> PROBLEM TO WORK ON: Here are some records; copy every line that holds the word "surface".

> RECORDS TO USE:
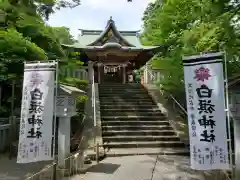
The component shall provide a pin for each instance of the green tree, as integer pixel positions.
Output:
(188, 27)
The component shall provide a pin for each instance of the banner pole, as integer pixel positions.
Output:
(228, 114)
(55, 121)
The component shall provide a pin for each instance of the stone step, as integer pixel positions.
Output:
(121, 84)
(126, 106)
(131, 113)
(116, 100)
(103, 109)
(121, 93)
(146, 151)
(128, 103)
(144, 144)
(136, 127)
(132, 118)
(139, 138)
(138, 133)
(124, 95)
(120, 123)
(122, 87)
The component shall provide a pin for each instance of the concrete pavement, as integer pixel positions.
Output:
(141, 168)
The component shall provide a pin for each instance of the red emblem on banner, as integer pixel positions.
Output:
(202, 74)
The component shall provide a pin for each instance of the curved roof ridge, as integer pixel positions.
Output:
(111, 24)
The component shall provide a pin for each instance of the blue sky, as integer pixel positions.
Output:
(93, 14)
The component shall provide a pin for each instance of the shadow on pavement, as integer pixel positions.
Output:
(10, 170)
(106, 168)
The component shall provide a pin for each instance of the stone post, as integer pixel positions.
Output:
(90, 72)
(63, 140)
(99, 72)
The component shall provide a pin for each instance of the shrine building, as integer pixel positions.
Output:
(111, 54)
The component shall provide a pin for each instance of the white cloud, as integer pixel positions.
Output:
(116, 5)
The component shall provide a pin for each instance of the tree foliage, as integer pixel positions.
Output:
(189, 27)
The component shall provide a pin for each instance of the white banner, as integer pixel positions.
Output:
(36, 126)
(204, 84)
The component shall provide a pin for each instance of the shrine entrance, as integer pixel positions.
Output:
(112, 55)
(112, 74)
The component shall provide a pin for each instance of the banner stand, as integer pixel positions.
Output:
(38, 104)
(207, 115)
(227, 110)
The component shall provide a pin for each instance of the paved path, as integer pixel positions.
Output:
(140, 168)
(10, 170)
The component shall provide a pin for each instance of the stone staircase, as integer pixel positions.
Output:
(132, 123)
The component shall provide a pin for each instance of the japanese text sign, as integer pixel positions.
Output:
(36, 126)
(204, 85)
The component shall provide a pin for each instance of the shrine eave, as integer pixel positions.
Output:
(107, 46)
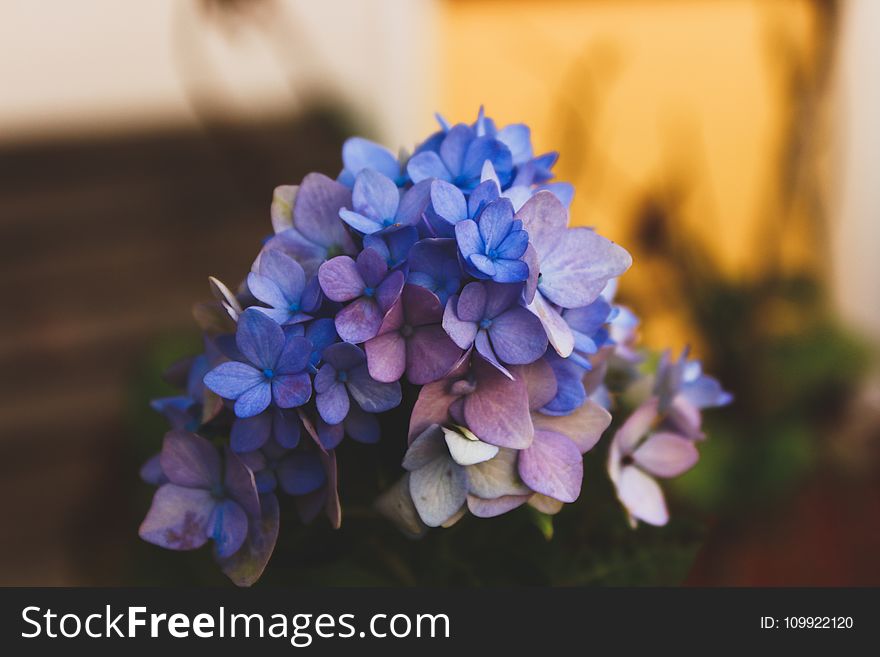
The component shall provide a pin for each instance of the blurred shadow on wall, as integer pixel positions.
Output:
(105, 243)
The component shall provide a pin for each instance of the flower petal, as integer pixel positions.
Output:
(259, 338)
(666, 455)
(189, 460)
(552, 465)
(340, 279)
(178, 518)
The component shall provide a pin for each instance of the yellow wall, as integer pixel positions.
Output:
(640, 98)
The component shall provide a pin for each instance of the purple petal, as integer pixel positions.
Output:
(371, 395)
(518, 337)
(375, 195)
(584, 427)
(483, 508)
(295, 356)
(178, 518)
(316, 212)
(465, 451)
(468, 238)
(285, 272)
(558, 332)
(333, 403)
(552, 465)
(362, 427)
(301, 472)
(666, 455)
(498, 410)
(291, 390)
(259, 338)
(371, 267)
(254, 401)
(496, 222)
(448, 201)
(240, 486)
(426, 447)
(189, 460)
(386, 356)
(430, 354)
(360, 222)
(250, 433)
(340, 279)
(228, 526)
(471, 306)
(510, 271)
(497, 477)
(579, 267)
(540, 382)
(438, 489)
(642, 497)
(413, 204)
(461, 332)
(359, 154)
(359, 321)
(425, 166)
(246, 566)
(232, 379)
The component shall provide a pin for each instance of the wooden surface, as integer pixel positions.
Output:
(104, 247)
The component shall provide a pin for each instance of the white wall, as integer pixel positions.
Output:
(74, 67)
(857, 218)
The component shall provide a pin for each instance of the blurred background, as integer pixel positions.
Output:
(732, 146)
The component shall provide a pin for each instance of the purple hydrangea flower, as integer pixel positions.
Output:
(368, 285)
(307, 223)
(344, 377)
(638, 455)
(412, 340)
(281, 284)
(433, 264)
(394, 246)
(459, 159)
(488, 315)
(359, 154)
(296, 471)
(378, 206)
(569, 266)
(272, 369)
(493, 246)
(201, 500)
(278, 424)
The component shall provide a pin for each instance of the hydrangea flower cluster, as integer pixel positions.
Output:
(452, 272)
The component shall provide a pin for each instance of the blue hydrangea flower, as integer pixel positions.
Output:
(493, 246)
(369, 288)
(489, 317)
(272, 369)
(434, 265)
(281, 284)
(359, 154)
(201, 501)
(344, 377)
(459, 159)
(378, 206)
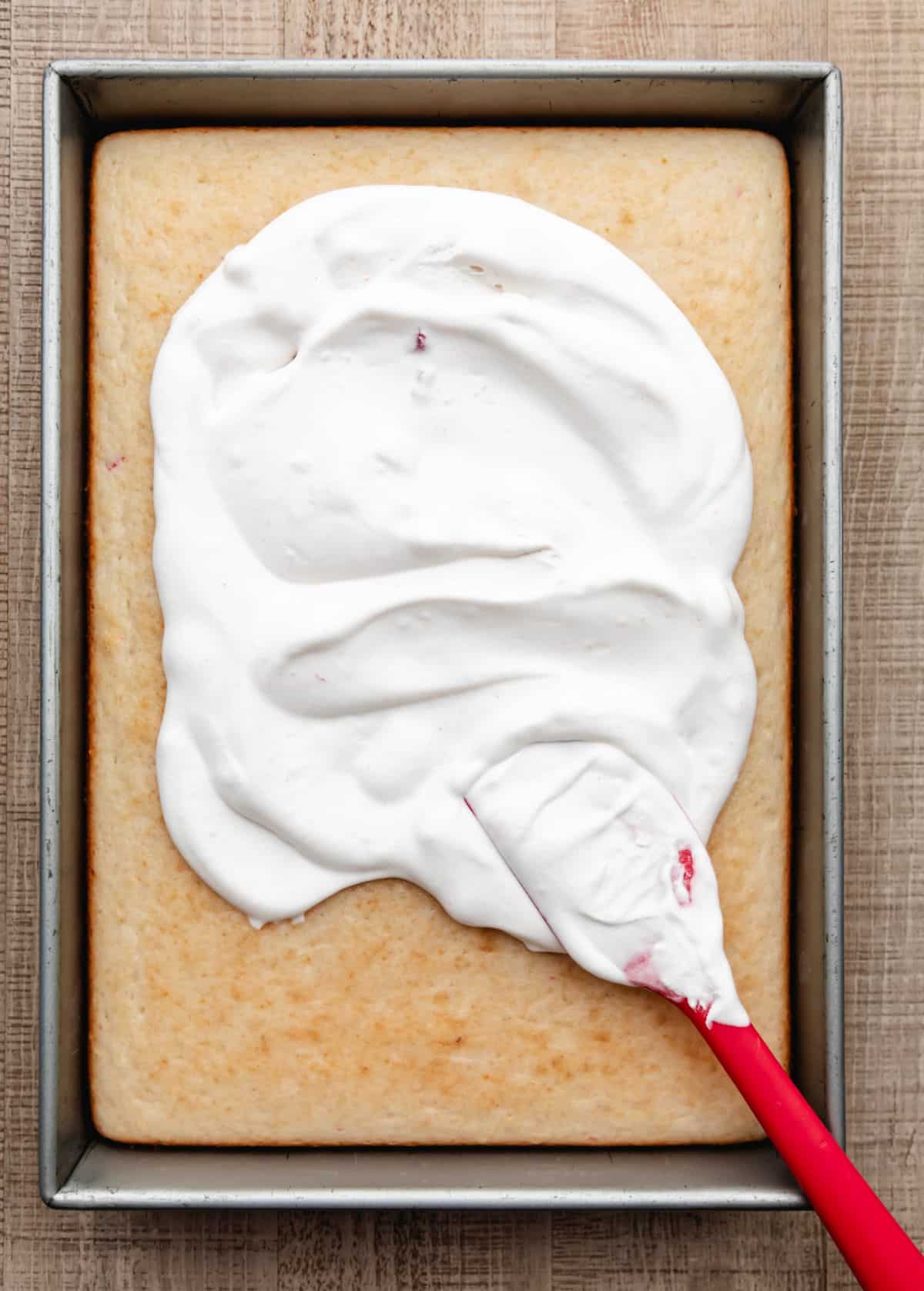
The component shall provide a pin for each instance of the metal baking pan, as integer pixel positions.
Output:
(85, 99)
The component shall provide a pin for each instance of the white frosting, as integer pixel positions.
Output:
(613, 863)
(437, 477)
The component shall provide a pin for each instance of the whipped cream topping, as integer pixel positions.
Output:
(439, 477)
(616, 867)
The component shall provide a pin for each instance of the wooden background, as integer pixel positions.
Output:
(879, 47)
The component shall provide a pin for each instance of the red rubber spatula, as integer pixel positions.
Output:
(531, 823)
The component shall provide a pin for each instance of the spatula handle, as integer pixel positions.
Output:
(879, 1251)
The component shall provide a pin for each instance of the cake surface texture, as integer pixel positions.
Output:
(378, 1018)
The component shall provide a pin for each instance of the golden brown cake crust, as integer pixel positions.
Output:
(378, 1018)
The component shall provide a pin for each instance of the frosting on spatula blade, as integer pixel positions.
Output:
(614, 867)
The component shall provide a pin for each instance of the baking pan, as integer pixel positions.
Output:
(85, 99)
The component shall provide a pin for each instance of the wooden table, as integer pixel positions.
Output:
(879, 47)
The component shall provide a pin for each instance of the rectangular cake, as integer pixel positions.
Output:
(378, 1018)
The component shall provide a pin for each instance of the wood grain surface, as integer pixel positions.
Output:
(878, 44)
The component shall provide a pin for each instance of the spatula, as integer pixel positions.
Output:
(528, 806)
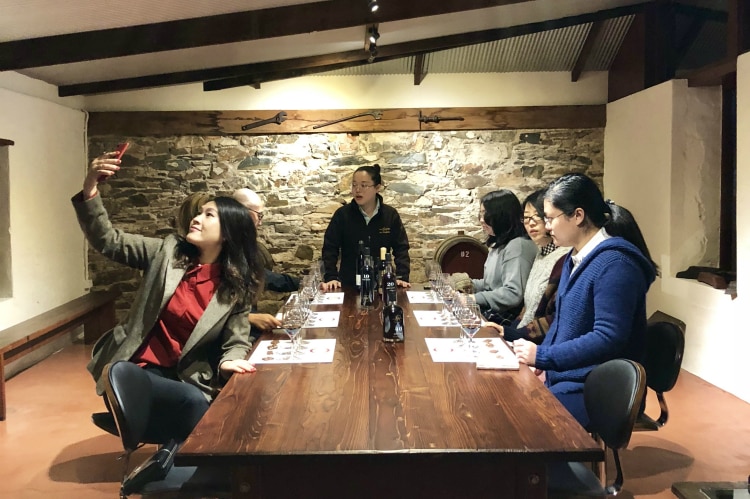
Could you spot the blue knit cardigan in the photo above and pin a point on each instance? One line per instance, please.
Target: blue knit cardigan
(601, 315)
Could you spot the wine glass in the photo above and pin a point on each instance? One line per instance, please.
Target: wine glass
(470, 318)
(292, 319)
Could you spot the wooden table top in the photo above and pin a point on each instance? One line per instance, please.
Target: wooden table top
(378, 398)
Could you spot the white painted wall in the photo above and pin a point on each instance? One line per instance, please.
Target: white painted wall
(662, 161)
(47, 164)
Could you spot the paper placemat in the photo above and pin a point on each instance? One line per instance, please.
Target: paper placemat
(449, 350)
(435, 318)
(329, 299)
(496, 354)
(278, 352)
(421, 297)
(322, 319)
(487, 353)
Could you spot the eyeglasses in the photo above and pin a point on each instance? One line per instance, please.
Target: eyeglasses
(534, 218)
(548, 220)
(258, 213)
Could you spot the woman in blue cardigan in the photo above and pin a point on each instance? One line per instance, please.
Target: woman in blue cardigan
(601, 299)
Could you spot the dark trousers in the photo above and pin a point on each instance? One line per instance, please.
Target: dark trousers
(176, 406)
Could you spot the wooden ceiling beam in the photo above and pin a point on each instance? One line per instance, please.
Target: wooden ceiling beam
(249, 74)
(163, 123)
(220, 29)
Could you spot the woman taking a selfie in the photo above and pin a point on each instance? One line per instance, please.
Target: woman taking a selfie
(187, 328)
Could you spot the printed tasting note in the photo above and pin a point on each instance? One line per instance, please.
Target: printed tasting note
(421, 297)
(280, 352)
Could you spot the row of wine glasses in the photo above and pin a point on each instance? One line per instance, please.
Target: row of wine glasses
(297, 309)
(455, 304)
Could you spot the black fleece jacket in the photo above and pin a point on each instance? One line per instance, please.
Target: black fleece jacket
(347, 227)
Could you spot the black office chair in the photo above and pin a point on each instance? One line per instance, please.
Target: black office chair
(665, 345)
(613, 392)
(127, 388)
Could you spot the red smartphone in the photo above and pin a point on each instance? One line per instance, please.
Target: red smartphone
(121, 148)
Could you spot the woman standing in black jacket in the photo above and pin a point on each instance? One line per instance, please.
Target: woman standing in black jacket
(366, 218)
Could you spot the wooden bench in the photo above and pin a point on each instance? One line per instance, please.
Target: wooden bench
(95, 310)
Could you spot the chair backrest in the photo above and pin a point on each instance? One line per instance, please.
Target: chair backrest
(665, 345)
(132, 391)
(612, 393)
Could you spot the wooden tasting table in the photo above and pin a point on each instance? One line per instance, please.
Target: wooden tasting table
(384, 420)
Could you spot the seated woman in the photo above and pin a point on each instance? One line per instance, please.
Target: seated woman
(539, 297)
(187, 329)
(601, 299)
(499, 293)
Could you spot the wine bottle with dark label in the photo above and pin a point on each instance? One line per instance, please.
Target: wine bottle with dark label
(360, 263)
(393, 323)
(381, 271)
(389, 286)
(367, 287)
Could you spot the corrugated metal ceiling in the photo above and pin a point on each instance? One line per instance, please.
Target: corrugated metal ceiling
(554, 50)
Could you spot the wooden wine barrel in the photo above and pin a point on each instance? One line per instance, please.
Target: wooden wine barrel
(462, 253)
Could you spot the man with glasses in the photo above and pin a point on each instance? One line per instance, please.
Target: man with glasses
(274, 281)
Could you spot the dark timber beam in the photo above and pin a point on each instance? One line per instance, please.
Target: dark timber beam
(220, 29)
(158, 124)
(250, 74)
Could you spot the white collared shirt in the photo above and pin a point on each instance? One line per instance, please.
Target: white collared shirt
(598, 238)
(377, 208)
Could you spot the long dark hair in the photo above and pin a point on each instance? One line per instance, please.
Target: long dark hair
(576, 190)
(373, 171)
(241, 268)
(536, 200)
(622, 223)
(503, 212)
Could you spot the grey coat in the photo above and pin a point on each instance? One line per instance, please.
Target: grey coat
(505, 273)
(221, 333)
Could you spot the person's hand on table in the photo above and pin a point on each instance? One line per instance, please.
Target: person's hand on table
(525, 351)
(495, 325)
(264, 322)
(236, 366)
(330, 285)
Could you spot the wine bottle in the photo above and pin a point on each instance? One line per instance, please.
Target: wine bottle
(367, 287)
(389, 282)
(381, 271)
(393, 323)
(360, 264)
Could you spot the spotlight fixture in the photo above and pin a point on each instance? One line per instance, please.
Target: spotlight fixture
(373, 53)
(373, 35)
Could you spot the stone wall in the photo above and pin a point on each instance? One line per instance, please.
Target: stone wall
(434, 179)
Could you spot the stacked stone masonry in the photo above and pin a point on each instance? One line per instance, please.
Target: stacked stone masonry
(434, 179)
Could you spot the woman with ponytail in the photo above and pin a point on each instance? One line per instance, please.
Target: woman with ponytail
(601, 298)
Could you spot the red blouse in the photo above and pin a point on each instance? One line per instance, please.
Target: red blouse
(163, 345)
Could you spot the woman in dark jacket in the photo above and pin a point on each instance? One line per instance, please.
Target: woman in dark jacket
(366, 218)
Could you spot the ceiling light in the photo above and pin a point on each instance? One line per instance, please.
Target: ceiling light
(373, 35)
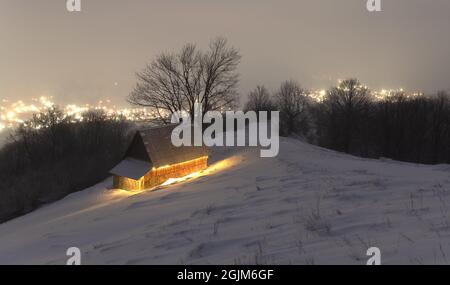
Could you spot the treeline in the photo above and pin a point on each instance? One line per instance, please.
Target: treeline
(51, 156)
(350, 119)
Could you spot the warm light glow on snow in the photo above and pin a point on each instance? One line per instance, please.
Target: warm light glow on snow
(214, 168)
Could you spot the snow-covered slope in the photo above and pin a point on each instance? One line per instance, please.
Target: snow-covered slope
(308, 205)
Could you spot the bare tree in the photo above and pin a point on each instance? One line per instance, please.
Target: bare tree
(292, 102)
(175, 82)
(259, 99)
(346, 107)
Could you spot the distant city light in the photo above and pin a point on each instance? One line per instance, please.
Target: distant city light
(13, 114)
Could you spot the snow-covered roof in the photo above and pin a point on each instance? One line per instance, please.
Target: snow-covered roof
(132, 168)
(162, 152)
(153, 147)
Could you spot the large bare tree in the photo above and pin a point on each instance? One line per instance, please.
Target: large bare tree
(176, 81)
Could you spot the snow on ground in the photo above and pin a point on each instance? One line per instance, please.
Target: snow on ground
(306, 206)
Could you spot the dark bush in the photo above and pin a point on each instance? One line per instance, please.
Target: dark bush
(51, 156)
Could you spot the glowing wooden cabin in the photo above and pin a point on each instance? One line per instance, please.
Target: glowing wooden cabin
(152, 159)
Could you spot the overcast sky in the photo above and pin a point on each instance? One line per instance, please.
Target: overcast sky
(92, 55)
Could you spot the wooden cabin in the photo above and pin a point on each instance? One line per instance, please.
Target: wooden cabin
(152, 159)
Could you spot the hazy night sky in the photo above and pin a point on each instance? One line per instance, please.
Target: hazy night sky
(78, 57)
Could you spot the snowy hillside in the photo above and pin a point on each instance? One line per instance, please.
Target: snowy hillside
(308, 205)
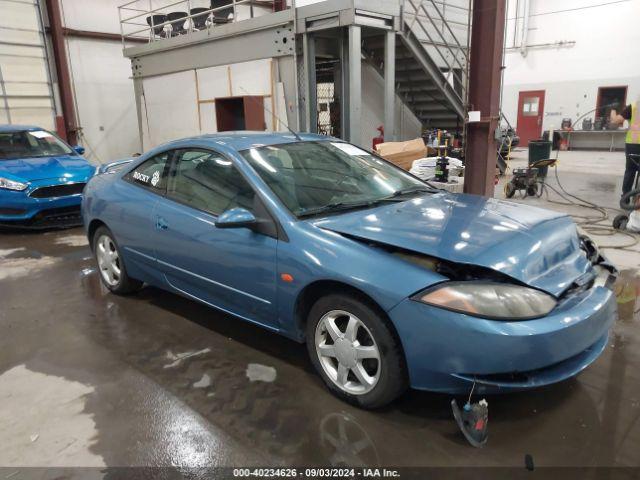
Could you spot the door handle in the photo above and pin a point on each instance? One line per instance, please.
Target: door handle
(161, 223)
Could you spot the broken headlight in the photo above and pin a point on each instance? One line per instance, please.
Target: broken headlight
(500, 301)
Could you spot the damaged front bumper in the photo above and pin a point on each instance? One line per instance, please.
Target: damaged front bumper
(447, 351)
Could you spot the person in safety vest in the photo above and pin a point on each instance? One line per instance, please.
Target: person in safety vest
(631, 113)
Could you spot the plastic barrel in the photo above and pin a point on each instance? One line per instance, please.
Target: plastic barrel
(539, 150)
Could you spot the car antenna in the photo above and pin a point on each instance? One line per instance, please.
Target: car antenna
(298, 137)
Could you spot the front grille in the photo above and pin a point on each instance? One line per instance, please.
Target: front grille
(58, 190)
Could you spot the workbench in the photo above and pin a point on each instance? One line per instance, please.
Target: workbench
(611, 140)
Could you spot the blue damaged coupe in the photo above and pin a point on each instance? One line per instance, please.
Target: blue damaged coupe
(390, 282)
(41, 178)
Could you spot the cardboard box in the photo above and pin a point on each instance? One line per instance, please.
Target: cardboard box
(403, 154)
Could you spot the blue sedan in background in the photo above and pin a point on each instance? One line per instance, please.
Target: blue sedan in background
(41, 178)
(390, 282)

> FINISHED TASK:
The component shall provide a pin for each instance of the wooden surface, as integer pixel positions.
The component shall provide a pin for each instance of the cake surface texture, as integer pixel positions.
The component shall provide a pin for each instance of the wood grain surface, as integer pixel positions.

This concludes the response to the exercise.